• _Consigne_
Mettez à jour le compte rendu de la corrida : recopiez le passage qui va de "Les toros de" jusqu'à "maladresses des picadors!" inclus, en remplaçant "matadors" par "toreros".

• _Extrait du document_
Cette corrida en complément de la San Isidro, close dimanche dernier, était programmée en mémoire de “Yiyo”, jeune matador Madrilène victime de la corne de “Burlero” le 30 septembre 1985 à Colmenar Viejo. Pour cela était offert un grand cartel avec Julián López “El Juli”, Alejando Talavante et Andrés Roca Rey pour des toros de la famille Victoriano del Río de Guadalix de la Sierra (Madrid). Un nouvel no-hay-billetes était enregistré et le beau temps revenu. La grande déception n’était plus à mettre au compte des toros ni des matadors mais de la persistance d’une ambiance désagréable “animée” par un secteur du public dont le comportement ces dernières semaines arrivait à son paroxisme cet après-midi. La sévérité du public madrilène n’est pas une nouveauté. Il y plus de cent ans le grand “calife” de Cordoue, Rafael Guerra “Guerrita” laissait tomber, en son temps, cette sentence: “En Madrid, que toree San Isidro…” ne voulant plus toréer lui-même dans la capitale car, déjà, les vedettes étaient soumises à la vindicte populaire. Actuellement, s’élèvent de la partie haute du Tendido 7 (et pas seulement) des manifestations bruyantes, à contre-temps, sans le moindre respect et, de plus, souvent sans justification, de surcroît de mauvaise foi et absolue méconnaissance des conditions de la lidia. Cela ne veut pas dire que les protestations ne doivent pas être admises si les toros ne répondent pas aux critères et catégorie de Madrid ou bien lorsque les professionnels, par leur attitude ou carences de lidiadores, manifestement sont en-dessous des conditions des toros qu’ils combattent et des règles de l’orthodoxie taurine. Mais il y a des limites que malheureusement franchissent les “experts es-tauromachie” de bas étage et mal éduqués. Les matadors vedettes sont principalement les cibles de personnages irascibles et insultants, plutôt à tort qu’à raison, avec la conséquence de créer une atmosphère toxique conduisant à des échanges d’un tendido à l’autre, nuisibles au déroulement respectueux des toreros qui, eux, mettent en jeu leur intégrité physique pour ne pas dire plus. Lamentable situation que celle vécue dans la capitale mondiale de la tauromachie.
Les toros de Victoriano del Río (2ème, 5ème et 6ème) et de Cortés (deuxième fer de la ganadería) ne partipaient à la fête car leurs charges incertaines, descompuestas et parfois dangereuses obligeaient les trois matadors à user de leurs techniques respectives pour composer des faenas peu brillantes qui éliminaient les chances de succès. La mansedumbre du 5ème, le manque de classe des 1er et 4ème, sans forces le 2ème, le 3ème court de charge et le 6ème, âpre dans des embestidas sèches et serrées, tel était le “matériel” avec lequel les trois maestros devaient composer leurs faenas. Tous cinqueños et de poids échelonnés entre 534 et 574 kg. La suerte de varas ne fut pas à l’honneur, sans trop agressivité des toros et parfois maladresses des picadors!

• _Données fournies_
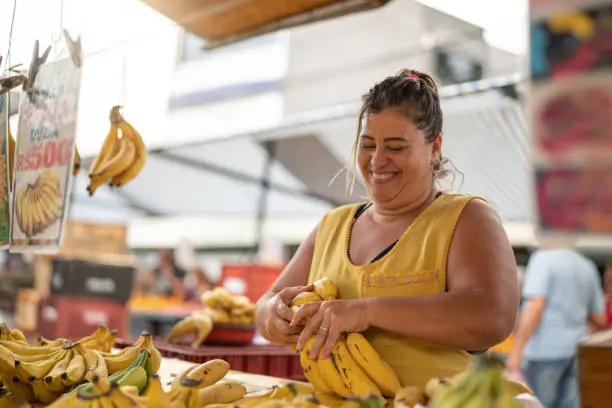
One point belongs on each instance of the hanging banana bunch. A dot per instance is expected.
(122, 157)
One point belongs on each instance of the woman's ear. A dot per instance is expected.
(436, 149)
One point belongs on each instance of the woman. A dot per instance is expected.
(427, 276)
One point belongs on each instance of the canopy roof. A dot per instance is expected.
(221, 22)
(485, 135)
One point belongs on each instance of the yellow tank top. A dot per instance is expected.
(414, 267)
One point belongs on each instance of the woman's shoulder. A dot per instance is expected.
(343, 211)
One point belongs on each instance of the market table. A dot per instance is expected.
(158, 321)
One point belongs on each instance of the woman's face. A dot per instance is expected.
(394, 158)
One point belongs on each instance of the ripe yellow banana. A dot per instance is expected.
(305, 297)
(124, 358)
(96, 366)
(408, 397)
(353, 376)
(53, 379)
(75, 372)
(109, 145)
(18, 336)
(312, 370)
(326, 289)
(328, 399)
(26, 370)
(332, 377)
(221, 393)
(120, 161)
(137, 164)
(42, 393)
(370, 361)
(205, 374)
(20, 389)
(156, 396)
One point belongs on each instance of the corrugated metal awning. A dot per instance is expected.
(221, 22)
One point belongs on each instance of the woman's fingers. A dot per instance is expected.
(309, 330)
(304, 312)
(287, 294)
(283, 311)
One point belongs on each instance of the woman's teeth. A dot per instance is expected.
(382, 176)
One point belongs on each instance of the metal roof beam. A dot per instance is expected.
(236, 175)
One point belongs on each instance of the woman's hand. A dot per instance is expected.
(278, 315)
(330, 319)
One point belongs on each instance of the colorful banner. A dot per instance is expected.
(43, 158)
(571, 115)
(5, 212)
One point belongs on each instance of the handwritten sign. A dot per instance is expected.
(5, 212)
(43, 158)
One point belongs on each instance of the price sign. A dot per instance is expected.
(570, 115)
(5, 219)
(43, 158)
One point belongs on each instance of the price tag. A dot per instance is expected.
(43, 158)
(571, 116)
(5, 219)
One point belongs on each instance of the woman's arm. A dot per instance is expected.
(479, 310)
(293, 276)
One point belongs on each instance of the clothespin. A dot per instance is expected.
(76, 51)
(6, 84)
(35, 65)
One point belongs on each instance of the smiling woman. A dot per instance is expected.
(429, 277)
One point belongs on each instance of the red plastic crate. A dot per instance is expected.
(271, 360)
(73, 317)
(253, 281)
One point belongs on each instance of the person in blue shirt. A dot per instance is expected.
(562, 295)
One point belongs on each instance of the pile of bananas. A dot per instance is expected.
(220, 307)
(481, 385)
(123, 386)
(121, 158)
(39, 205)
(354, 367)
(43, 373)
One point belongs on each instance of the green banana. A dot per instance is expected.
(133, 375)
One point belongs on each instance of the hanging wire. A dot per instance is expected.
(8, 52)
(123, 82)
(56, 40)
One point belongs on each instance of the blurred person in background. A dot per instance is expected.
(429, 277)
(562, 295)
(608, 294)
(166, 279)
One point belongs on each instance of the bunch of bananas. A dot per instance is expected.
(220, 307)
(121, 157)
(482, 385)
(43, 373)
(39, 205)
(354, 368)
(123, 359)
(120, 389)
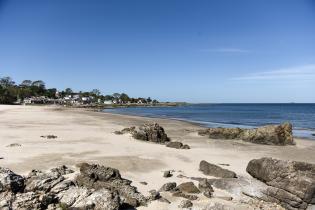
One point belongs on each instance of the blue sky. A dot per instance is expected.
(172, 50)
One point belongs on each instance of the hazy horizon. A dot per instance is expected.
(192, 51)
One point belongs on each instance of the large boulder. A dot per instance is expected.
(214, 170)
(101, 177)
(9, 181)
(292, 183)
(270, 134)
(151, 132)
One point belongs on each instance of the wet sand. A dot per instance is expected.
(86, 136)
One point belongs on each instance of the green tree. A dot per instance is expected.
(124, 97)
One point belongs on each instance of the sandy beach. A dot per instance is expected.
(87, 136)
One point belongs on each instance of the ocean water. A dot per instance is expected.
(302, 116)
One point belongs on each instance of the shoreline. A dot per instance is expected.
(88, 136)
(203, 125)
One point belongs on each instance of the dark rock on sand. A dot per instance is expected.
(184, 195)
(188, 187)
(97, 187)
(185, 204)
(168, 186)
(205, 187)
(9, 181)
(177, 145)
(214, 170)
(151, 132)
(101, 177)
(167, 174)
(270, 134)
(292, 183)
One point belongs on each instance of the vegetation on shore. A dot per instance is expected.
(11, 93)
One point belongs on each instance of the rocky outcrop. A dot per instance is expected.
(11, 182)
(177, 145)
(214, 170)
(291, 183)
(185, 204)
(270, 134)
(188, 187)
(101, 177)
(151, 132)
(96, 187)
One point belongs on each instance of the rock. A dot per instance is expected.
(101, 177)
(40, 181)
(151, 132)
(292, 183)
(188, 187)
(154, 195)
(183, 195)
(144, 183)
(83, 198)
(205, 187)
(214, 170)
(168, 186)
(14, 145)
(185, 204)
(9, 181)
(177, 145)
(167, 174)
(125, 130)
(164, 200)
(270, 134)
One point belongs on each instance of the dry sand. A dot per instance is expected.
(85, 136)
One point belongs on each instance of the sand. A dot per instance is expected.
(86, 136)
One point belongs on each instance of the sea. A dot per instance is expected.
(302, 116)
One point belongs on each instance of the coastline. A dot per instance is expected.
(88, 136)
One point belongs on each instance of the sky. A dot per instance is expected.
(172, 50)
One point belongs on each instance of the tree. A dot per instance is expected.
(116, 95)
(68, 91)
(39, 83)
(124, 97)
(6, 82)
(96, 92)
(26, 83)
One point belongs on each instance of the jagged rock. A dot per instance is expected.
(154, 195)
(40, 181)
(9, 181)
(292, 183)
(83, 198)
(185, 204)
(183, 195)
(177, 145)
(214, 170)
(205, 187)
(188, 187)
(167, 174)
(151, 132)
(164, 200)
(270, 134)
(168, 186)
(99, 177)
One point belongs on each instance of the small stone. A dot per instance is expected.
(188, 187)
(144, 183)
(185, 204)
(168, 186)
(167, 174)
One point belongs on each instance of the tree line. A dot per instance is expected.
(10, 92)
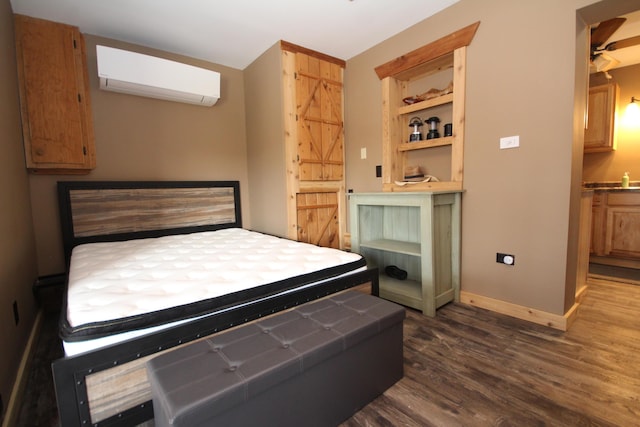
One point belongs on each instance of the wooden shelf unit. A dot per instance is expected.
(418, 232)
(444, 55)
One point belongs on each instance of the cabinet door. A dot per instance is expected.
(600, 133)
(319, 119)
(54, 96)
(623, 231)
(318, 219)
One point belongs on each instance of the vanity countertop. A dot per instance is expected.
(611, 186)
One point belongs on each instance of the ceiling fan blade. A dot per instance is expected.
(605, 30)
(621, 44)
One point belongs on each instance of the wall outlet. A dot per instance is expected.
(505, 259)
(16, 316)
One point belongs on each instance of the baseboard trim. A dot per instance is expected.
(17, 393)
(539, 317)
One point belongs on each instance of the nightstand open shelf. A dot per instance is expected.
(418, 232)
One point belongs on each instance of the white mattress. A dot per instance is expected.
(121, 279)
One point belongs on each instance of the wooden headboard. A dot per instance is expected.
(105, 211)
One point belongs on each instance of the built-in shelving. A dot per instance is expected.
(446, 55)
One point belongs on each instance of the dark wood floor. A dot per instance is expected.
(471, 367)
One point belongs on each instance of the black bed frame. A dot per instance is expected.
(70, 372)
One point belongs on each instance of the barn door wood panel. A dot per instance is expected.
(318, 219)
(319, 119)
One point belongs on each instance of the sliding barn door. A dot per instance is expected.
(319, 116)
(314, 131)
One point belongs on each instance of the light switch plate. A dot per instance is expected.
(510, 142)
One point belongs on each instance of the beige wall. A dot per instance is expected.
(148, 139)
(525, 75)
(17, 250)
(265, 143)
(612, 165)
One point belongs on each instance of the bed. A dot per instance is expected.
(102, 378)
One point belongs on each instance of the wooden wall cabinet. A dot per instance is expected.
(600, 135)
(54, 97)
(446, 55)
(418, 232)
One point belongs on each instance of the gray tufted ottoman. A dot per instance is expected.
(315, 365)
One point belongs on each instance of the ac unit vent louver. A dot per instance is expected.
(144, 75)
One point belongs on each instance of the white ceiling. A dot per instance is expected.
(235, 32)
(631, 28)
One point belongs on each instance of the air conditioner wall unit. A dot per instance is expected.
(143, 75)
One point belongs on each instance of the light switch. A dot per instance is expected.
(510, 142)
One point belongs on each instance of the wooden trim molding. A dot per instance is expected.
(19, 387)
(555, 321)
(429, 52)
(284, 45)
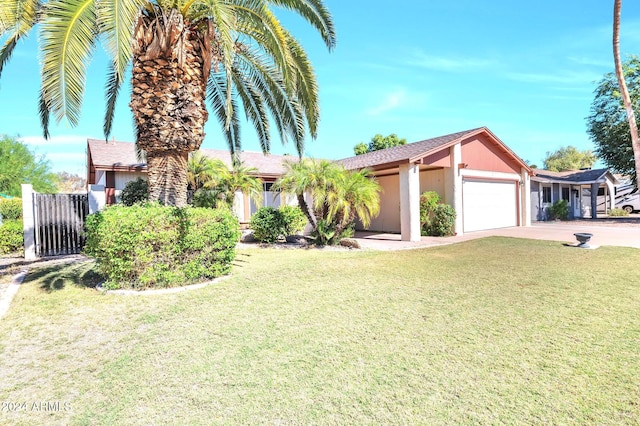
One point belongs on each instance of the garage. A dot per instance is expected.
(489, 204)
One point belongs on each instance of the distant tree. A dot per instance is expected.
(607, 123)
(379, 142)
(624, 92)
(569, 158)
(19, 165)
(135, 191)
(69, 183)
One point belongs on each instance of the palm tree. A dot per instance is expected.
(309, 176)
(201, 170)
(339, 195)
(215, 185)
(233, 53)
(624, 92)
(241, 179)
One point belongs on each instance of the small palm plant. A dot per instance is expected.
(337, 196)
(215, 185)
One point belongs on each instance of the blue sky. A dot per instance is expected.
(419, 69)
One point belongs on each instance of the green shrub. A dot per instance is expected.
(436, 218)
(147, 246)
(325, 233)
(617, 212)
(428, 202)
(559, 210)
(293, 219)
(266, 224)
(11, 236)
(443, 221)
(270, 224)
(135, 191)
(11, 209)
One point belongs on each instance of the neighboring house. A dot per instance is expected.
(588, 192)
(486, 183)
(112, 164)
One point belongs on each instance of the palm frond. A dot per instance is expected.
(316, 13)
(68, 34)
(17, 17)
(217, 94)
(112, 89)
(44, 112)
(116, 22)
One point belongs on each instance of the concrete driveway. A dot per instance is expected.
(604, 234)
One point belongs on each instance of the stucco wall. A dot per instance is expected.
(433, 180)
(536, 213)
(481, 154)
(389, 218)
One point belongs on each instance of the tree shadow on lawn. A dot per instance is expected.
(56, 277)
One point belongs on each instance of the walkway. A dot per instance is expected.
(604, 234)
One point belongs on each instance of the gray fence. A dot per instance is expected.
(59, 223)
(53, 223)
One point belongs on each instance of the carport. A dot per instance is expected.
(486, 183)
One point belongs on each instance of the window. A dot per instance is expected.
(267, 187)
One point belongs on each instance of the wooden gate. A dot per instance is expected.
(59, 223)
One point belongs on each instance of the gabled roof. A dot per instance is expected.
(112, 155)
(415, 151)
(574, 176)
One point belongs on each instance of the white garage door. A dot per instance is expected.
(489, 205)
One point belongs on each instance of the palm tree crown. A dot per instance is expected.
(235, 54)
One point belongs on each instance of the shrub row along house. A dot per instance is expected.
(486, 183)
(112, 164)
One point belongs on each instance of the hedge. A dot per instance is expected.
(11, 236)
(154, 246)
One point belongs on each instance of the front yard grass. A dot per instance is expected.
(491, 331)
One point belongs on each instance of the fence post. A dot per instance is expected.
(97, 198)
(28, 221)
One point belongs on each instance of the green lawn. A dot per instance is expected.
(490, 331)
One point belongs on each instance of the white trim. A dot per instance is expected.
(470, 173)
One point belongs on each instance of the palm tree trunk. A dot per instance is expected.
(633, 126)
(305, 209)
(168, 177)
(171, 64)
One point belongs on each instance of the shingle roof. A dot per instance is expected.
(577, 176)
(403, 152)
(114, 155)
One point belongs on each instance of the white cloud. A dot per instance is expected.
(54, 140)
(392, 101)
(451, 63)
(563, 77)
(585, 60)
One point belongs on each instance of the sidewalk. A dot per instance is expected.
(603, 235)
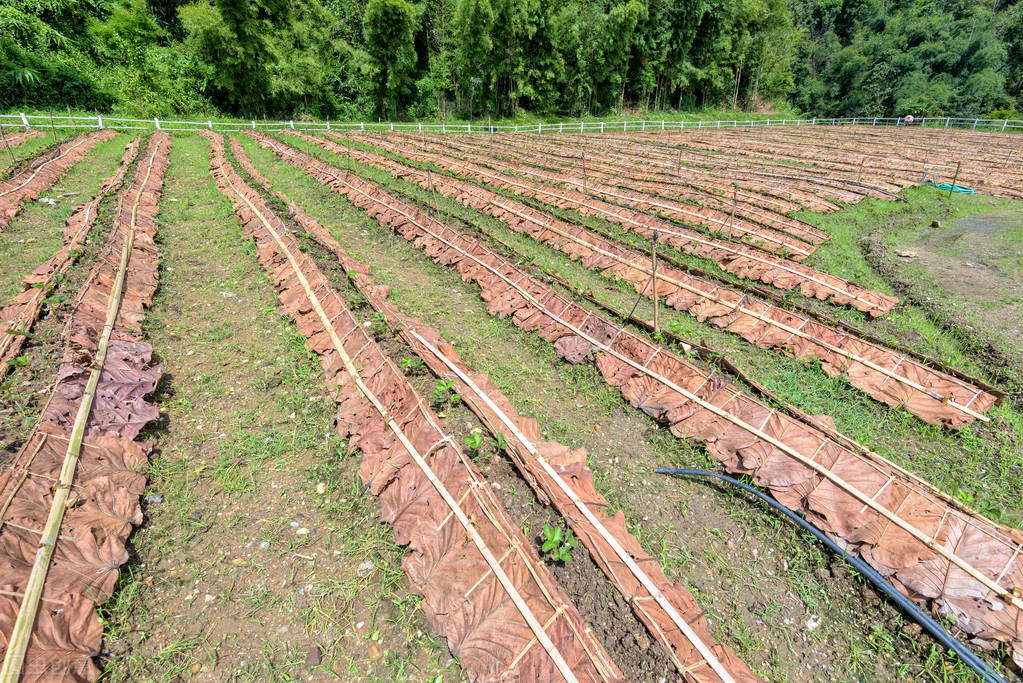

• _Réponse complète_
Les toros de Victoriano del Río (2ème, 5ème et 6ème) et de Cortés (deuxième fer de la ganadería) ne partipaient à la fête car leurs charges incertaines, descompuestas et parfois dangereuses obligeaient les trois toreros à user de leurs techniques respectives pour composer des faenas peu brillantes qui éliminaient les chances de succès. La mansedumbre du 5ème, le manque de classe des 1er et 4ème, sans forces le 2ème, le 3ème court de charge et le 6ème, âpre dans des embestidas sèches et serrées, tel était le “matériel” avec lequel les trois maestros devaient composer leurs faenas. Tous cinqueños et de poids échelonnés entre 534 et 574 kg. La suerte de varas ne fut pas à l’honneur, sans trop agressivité des toros et parfois maladresses des picadors!